→ Task prompt: Please express the listing below as a JSON list of strings, one string per line, leaving out blank lines and the pictures.

◆ ◆ ◆ ◆ ◆

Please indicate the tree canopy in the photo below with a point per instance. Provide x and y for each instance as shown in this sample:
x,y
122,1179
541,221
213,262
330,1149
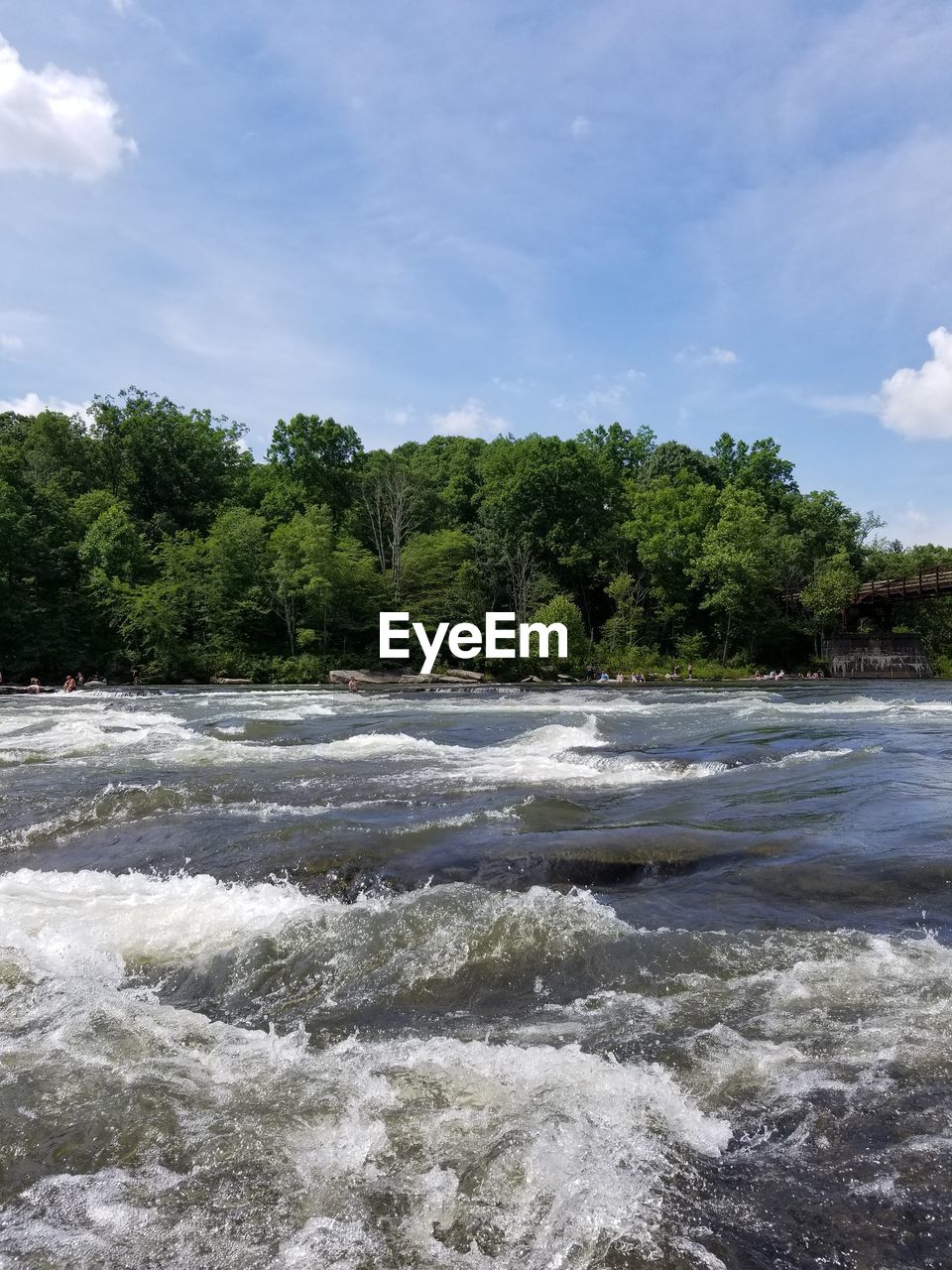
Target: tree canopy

◆ ◆ ◆ ◆ ◆

→ Result of this task:
[
  "Please indicate the tree canopy in the photo below with a point per instance. Provide x and y for each instance as shown in this sample:",
  "x,y",
  "122,1179",
  "541,221",
  "213,262",
  "330,1149",
  "Target: tree canopy"
]